> _What to work on_: Go through the data and retrieve each line that includes the string "white".

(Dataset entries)

____

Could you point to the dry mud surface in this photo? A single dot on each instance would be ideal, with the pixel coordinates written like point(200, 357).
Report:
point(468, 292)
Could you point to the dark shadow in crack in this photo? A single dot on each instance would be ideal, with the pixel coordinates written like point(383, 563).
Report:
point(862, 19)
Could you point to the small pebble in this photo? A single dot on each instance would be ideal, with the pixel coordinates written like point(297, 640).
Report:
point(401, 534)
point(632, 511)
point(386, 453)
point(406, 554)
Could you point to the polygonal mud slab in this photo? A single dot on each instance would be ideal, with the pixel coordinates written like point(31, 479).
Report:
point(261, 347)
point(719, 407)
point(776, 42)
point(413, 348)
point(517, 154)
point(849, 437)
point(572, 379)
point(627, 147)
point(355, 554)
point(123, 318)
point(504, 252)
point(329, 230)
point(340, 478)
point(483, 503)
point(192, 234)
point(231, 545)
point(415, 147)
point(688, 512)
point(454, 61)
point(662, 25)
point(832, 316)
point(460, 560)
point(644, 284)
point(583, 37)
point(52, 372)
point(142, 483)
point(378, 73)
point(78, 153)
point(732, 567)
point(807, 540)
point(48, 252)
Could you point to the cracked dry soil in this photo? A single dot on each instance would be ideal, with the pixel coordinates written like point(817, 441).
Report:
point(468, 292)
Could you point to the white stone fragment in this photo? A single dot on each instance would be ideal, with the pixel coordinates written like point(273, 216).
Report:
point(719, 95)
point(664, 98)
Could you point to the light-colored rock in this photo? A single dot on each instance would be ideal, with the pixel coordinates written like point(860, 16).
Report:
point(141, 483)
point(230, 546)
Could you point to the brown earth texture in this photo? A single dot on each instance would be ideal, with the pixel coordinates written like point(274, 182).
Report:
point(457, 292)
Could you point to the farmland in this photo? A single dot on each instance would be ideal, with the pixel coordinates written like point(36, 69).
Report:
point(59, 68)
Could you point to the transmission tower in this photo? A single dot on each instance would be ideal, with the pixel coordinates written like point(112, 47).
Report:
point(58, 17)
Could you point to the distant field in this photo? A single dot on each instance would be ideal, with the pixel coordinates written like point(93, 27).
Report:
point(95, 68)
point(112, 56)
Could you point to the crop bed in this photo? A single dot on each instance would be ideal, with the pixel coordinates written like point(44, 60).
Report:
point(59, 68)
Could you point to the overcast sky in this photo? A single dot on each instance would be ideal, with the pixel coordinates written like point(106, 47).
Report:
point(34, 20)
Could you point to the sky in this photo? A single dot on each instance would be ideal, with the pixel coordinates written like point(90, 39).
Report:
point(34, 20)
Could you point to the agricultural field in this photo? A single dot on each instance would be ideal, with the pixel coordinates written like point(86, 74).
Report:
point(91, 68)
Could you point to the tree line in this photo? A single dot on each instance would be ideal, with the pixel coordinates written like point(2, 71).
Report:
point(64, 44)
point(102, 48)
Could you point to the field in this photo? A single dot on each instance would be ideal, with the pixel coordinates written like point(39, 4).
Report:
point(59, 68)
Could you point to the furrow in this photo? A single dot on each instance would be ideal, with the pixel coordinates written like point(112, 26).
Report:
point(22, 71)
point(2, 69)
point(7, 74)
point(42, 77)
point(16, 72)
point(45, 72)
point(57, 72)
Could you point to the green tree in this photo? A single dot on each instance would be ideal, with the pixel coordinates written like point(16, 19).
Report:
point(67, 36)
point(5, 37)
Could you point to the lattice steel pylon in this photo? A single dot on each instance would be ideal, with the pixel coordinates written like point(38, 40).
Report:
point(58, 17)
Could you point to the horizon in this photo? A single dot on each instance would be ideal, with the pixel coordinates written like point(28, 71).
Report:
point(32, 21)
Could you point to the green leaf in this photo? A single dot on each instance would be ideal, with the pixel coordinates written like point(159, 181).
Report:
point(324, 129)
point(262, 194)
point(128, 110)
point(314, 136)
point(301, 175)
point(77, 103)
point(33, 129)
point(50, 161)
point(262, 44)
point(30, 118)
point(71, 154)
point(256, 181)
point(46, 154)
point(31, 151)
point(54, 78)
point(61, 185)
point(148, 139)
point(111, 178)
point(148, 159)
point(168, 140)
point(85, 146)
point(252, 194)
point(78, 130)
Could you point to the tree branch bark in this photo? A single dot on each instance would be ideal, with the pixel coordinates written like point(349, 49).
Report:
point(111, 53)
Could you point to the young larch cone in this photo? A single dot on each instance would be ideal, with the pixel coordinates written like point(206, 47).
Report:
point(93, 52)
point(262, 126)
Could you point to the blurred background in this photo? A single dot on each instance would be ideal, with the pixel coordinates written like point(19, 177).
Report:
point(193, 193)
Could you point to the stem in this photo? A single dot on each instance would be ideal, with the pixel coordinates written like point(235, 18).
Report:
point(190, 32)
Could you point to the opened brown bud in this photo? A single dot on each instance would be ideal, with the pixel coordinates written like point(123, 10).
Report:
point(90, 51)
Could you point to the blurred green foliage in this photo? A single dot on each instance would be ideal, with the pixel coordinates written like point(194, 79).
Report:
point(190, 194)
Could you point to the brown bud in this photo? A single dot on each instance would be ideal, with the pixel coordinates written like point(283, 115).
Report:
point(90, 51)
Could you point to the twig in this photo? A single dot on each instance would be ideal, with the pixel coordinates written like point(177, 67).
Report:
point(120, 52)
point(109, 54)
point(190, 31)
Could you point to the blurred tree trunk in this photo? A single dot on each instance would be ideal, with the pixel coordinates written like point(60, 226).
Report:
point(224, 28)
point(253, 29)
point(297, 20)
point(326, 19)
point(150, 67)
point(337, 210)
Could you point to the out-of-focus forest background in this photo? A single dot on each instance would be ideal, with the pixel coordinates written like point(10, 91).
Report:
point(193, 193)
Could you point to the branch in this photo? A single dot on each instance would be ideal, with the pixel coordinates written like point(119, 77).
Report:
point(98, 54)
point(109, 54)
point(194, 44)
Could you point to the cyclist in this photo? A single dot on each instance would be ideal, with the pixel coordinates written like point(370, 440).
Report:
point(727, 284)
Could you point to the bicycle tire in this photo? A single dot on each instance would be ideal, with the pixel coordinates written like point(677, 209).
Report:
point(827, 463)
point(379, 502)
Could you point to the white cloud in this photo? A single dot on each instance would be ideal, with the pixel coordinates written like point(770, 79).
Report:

____

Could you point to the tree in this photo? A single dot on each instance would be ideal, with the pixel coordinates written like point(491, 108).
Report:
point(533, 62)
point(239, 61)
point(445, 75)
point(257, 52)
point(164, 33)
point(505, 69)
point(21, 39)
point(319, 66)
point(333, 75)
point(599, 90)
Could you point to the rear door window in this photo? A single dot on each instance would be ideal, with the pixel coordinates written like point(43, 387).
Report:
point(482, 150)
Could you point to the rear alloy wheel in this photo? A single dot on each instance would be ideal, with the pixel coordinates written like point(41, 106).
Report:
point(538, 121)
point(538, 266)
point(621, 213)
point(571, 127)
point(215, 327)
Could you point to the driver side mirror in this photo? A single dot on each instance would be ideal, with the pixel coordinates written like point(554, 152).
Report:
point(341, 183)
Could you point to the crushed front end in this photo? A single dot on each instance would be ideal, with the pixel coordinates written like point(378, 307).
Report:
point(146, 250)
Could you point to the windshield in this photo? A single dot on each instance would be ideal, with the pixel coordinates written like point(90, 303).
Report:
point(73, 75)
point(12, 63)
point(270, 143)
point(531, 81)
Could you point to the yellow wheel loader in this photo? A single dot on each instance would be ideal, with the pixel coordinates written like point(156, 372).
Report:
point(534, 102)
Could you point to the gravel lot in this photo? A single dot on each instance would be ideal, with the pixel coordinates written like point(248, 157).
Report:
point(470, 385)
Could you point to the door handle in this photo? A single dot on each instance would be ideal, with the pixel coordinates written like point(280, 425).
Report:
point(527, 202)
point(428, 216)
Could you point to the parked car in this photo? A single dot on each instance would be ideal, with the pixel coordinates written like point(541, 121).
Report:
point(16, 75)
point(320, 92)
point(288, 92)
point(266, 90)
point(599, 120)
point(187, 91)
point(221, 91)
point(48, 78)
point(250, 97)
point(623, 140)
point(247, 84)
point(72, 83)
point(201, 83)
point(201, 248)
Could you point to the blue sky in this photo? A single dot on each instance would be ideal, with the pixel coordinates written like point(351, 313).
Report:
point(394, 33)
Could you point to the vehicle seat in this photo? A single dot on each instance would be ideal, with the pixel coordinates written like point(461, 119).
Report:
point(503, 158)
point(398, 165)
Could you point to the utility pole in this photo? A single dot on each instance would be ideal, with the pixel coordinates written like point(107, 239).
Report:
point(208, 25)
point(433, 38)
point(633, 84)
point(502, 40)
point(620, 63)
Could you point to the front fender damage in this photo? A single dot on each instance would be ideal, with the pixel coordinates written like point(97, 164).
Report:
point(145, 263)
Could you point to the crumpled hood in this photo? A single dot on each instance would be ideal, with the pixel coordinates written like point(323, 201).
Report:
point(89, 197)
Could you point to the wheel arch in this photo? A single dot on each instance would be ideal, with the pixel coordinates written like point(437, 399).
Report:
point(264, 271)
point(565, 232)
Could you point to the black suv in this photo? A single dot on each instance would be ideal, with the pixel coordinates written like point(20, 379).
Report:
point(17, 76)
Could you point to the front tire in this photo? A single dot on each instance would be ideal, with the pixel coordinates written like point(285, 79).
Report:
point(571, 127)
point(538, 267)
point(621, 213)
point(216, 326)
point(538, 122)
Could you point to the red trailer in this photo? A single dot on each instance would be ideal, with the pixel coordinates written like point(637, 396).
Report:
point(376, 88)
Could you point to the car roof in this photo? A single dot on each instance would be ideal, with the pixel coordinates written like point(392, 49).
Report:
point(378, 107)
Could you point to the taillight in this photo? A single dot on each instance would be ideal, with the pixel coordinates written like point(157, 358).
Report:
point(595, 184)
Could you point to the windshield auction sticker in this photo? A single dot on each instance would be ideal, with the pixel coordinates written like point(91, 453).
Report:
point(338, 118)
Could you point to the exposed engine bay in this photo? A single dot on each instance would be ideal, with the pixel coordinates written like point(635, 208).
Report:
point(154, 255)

____

> _Result of this exercise_:
Could you point to the white stone fragment in this photo? A single dot on each instance would be ideal, with the pixel coordinates written like point(273, 216).
Could you point to the white cloud in this photo? A single dot on each instance would be ideal, with the pixel coordinates written like point(770, 79).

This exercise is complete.